Source data:
·····
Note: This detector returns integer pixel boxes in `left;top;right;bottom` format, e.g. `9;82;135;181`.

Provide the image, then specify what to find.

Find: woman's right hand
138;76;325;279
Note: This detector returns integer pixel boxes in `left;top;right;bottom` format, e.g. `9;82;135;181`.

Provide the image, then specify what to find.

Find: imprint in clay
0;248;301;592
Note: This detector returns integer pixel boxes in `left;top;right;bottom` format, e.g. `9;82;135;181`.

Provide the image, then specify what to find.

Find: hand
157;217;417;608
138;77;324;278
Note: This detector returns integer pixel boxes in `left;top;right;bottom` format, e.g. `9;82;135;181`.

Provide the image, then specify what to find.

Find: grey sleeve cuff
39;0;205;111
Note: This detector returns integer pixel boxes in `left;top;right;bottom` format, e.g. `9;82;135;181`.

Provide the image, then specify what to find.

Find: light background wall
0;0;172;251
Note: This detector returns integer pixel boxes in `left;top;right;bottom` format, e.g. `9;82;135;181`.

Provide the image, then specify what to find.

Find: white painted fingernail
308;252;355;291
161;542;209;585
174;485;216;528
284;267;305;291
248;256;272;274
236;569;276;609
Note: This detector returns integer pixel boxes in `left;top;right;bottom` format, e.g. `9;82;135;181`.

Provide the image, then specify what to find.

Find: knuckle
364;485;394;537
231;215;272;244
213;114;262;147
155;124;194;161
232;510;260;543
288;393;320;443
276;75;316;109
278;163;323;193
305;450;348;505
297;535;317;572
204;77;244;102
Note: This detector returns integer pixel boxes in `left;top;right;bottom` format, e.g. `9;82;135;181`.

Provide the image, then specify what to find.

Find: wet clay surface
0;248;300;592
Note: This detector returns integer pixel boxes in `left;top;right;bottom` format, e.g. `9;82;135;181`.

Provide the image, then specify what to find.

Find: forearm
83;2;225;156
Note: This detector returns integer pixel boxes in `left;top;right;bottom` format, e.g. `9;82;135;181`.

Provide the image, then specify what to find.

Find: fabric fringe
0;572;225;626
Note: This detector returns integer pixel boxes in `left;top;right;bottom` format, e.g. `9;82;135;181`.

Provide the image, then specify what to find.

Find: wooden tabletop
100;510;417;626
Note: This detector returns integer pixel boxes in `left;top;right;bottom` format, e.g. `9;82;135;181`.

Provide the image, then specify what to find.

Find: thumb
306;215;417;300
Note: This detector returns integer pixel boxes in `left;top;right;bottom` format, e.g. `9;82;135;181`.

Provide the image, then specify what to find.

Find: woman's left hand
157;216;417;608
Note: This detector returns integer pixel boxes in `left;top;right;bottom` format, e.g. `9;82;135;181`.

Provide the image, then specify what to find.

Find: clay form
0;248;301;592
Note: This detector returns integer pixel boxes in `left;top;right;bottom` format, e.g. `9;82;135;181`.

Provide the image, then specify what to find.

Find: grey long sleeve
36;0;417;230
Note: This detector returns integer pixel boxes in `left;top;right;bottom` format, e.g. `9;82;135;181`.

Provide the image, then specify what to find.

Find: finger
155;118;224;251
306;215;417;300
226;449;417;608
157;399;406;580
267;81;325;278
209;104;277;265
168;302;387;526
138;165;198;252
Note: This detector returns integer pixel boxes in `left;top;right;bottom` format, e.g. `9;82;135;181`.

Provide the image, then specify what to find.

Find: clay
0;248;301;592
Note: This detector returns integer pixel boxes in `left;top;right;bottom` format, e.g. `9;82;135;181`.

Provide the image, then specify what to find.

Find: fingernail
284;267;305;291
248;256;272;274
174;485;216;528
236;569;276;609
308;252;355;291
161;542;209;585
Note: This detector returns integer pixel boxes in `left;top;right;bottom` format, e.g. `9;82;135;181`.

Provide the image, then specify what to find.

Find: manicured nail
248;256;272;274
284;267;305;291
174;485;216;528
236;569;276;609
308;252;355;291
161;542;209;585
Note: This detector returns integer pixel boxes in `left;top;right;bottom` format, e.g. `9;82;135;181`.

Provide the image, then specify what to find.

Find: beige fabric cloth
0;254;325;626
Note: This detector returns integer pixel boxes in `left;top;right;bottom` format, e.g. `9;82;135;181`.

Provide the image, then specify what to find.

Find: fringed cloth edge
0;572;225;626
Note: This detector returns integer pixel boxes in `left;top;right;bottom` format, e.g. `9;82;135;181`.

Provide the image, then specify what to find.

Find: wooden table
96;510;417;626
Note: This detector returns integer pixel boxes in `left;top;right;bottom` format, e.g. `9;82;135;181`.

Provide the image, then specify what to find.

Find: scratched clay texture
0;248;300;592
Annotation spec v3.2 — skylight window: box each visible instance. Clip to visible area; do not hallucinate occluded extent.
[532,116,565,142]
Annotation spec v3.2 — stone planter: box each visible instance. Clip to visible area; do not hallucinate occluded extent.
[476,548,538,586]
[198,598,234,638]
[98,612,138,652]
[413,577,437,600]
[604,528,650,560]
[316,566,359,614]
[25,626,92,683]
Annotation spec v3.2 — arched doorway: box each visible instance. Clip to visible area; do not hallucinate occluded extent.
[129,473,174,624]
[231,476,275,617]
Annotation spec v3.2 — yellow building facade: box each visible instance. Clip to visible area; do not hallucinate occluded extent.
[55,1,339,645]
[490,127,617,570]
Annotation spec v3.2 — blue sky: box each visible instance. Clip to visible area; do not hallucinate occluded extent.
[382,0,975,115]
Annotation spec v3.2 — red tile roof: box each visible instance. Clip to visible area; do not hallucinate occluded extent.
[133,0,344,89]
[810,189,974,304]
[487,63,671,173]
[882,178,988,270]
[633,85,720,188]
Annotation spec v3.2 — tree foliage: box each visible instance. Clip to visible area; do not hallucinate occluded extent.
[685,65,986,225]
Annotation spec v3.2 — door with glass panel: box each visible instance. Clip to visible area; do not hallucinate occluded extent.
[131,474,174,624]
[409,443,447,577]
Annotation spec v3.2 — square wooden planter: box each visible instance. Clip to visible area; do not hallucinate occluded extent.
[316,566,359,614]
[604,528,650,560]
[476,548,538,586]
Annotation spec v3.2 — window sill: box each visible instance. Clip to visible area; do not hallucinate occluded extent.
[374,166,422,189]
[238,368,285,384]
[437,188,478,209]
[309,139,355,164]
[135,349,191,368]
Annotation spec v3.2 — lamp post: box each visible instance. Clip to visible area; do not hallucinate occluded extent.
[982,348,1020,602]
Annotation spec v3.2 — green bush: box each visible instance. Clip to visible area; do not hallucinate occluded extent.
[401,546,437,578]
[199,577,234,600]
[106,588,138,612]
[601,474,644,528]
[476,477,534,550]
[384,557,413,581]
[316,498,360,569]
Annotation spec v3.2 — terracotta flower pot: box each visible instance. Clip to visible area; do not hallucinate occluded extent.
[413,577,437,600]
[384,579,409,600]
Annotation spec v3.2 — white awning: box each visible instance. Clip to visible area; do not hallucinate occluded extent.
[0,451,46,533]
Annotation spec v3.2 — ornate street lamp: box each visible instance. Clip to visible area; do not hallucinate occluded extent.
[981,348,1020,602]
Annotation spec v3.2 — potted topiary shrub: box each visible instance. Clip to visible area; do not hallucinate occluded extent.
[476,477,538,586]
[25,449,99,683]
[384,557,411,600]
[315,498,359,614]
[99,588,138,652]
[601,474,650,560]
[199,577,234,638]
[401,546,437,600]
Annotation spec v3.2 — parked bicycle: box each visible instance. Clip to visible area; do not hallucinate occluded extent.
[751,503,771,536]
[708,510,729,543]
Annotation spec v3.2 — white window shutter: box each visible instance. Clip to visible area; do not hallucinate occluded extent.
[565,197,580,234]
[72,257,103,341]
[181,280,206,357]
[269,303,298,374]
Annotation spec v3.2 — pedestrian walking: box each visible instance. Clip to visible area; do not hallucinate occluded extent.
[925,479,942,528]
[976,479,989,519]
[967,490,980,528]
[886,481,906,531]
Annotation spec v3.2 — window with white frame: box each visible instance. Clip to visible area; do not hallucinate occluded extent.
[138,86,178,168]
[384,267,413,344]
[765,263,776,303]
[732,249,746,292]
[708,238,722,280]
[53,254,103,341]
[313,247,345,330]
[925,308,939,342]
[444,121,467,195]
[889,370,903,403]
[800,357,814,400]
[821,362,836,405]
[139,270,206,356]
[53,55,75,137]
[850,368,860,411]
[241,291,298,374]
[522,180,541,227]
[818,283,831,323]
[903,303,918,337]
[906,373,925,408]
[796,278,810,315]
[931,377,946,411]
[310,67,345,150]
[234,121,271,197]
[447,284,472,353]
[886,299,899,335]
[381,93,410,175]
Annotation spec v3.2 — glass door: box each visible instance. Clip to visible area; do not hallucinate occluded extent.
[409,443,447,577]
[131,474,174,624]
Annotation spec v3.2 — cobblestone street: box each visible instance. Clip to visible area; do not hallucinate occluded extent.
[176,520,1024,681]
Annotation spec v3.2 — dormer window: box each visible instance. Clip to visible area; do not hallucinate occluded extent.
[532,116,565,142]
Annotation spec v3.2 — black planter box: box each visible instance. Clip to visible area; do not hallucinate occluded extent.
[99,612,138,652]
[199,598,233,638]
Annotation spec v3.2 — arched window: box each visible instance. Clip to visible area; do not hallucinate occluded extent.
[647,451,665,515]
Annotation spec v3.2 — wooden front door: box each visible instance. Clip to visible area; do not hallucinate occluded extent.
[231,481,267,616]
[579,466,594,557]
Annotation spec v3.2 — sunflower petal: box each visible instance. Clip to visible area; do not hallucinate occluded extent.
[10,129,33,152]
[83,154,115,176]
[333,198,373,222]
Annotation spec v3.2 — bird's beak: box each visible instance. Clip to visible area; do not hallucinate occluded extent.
·····
Directions for this task - Rewrite the stretch from the line containing "Annotation spec v3.2 — window sill: box" through the line containing "[316,498,360,569]", replacing "green bush" with "shrub" and keeping everything else the same.

Correct result -
Annotation spec v3.2 — window sill: box each visible instance. Clip to visible area; do not hallucinate occluded extent.
[374,166,422,189]
[238,368,285,384]
[437,188,478,209]
[309,139,355,164]
[135,349,191,368]
Annotation spec v3.2 — lamp post: box each visible instance. Clip to visible area; do not hallucinate occluded extent.
[982,348,1020,602]
Annotation spec v3.2 — shrub: box each visible instance. Clip to visible area; do not hallucinate occluded extent.
[401,546,437,578]
[199,577,234,600]
[106,588,138,612]
[601,474,644,528]
[476,477,534,550]
[384,557,413,581]
[316,498,360,569]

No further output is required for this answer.